[What the task asks]:
In the MR-encephalography abstract below, what trajectory replaced conventional EPI?

Tracking dynamic resting-state networks at higher frequencies using MR-encephalography.

Current resting-state network analysis often looks for coherent spontaneous BOLD signal fluctuations at frequencies below 0.1 Hz in a multiple-minutes scan. However hemodynamic signal variation can occur at a faster rate, causing changes in functional connectivity at a smaller time scale. In this study we proposed to use MREG technique to increase the temporal resolution of resting-state fMRI. A three-dimensional single-shot concentric shells trajectory was used instead of conventional EPI, with a TR of 100 ms and a nominal spatial resolution of 4 × 4 × 4 mm(3). With this high sampling rate we were able to resolve frequency components up to 5 Hz, which prevents major physiological noises from aliasing with the BOLD signal of interest. We used a sliding-window method on signal components at different frequency bands, to look at the non-stationary connectivity maps over the course of each scan session. The aim of the study paradigm was to specifically observe visual and motor resting-state networks. Preliminary results have found corresponding networks at frequencies above 0.1 Hz. These networks at higher frequencies showed better stability in both spatial and temporal dimensions from the sliding-window analysis of the time series, which suggests the potential of using high temporal resolution MREG sequences to track dynamic resting-state networks at sub-minute time scale.

Dataset entries:
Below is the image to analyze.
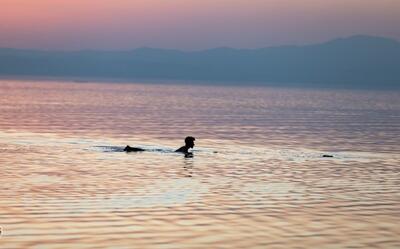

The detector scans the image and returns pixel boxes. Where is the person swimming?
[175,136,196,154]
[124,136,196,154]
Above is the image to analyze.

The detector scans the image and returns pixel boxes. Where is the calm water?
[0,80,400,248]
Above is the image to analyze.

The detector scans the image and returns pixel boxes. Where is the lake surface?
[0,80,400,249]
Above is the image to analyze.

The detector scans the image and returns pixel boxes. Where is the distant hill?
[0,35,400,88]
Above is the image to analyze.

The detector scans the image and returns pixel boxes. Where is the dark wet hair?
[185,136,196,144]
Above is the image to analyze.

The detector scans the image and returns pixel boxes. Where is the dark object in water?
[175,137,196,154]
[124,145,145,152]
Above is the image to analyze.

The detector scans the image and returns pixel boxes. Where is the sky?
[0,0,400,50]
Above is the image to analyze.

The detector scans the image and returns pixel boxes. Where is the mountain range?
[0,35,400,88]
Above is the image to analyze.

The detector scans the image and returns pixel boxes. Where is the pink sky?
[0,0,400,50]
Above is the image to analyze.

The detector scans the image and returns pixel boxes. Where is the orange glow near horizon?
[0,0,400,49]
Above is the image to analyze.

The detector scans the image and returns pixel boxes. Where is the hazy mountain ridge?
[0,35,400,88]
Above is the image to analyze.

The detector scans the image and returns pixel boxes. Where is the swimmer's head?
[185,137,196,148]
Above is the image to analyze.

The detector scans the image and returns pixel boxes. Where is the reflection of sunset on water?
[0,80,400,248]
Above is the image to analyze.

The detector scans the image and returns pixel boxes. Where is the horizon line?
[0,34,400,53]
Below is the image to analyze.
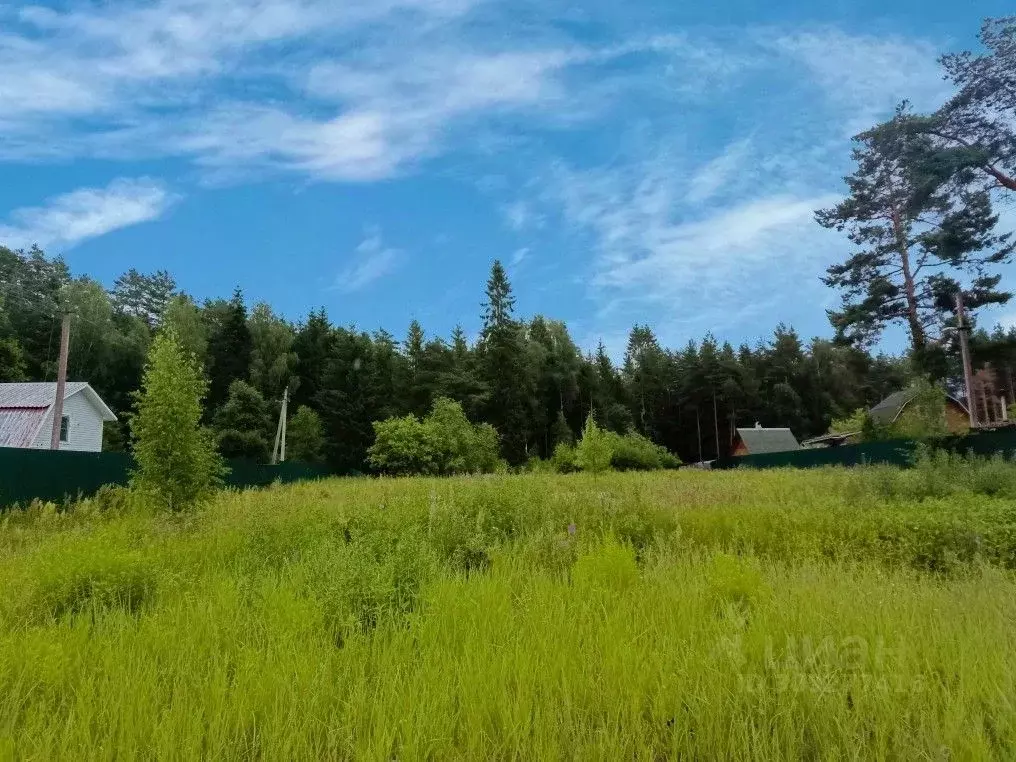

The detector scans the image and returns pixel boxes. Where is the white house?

[Answer to this problem]:
A three-dimensional single-shot concentric shells trajectory.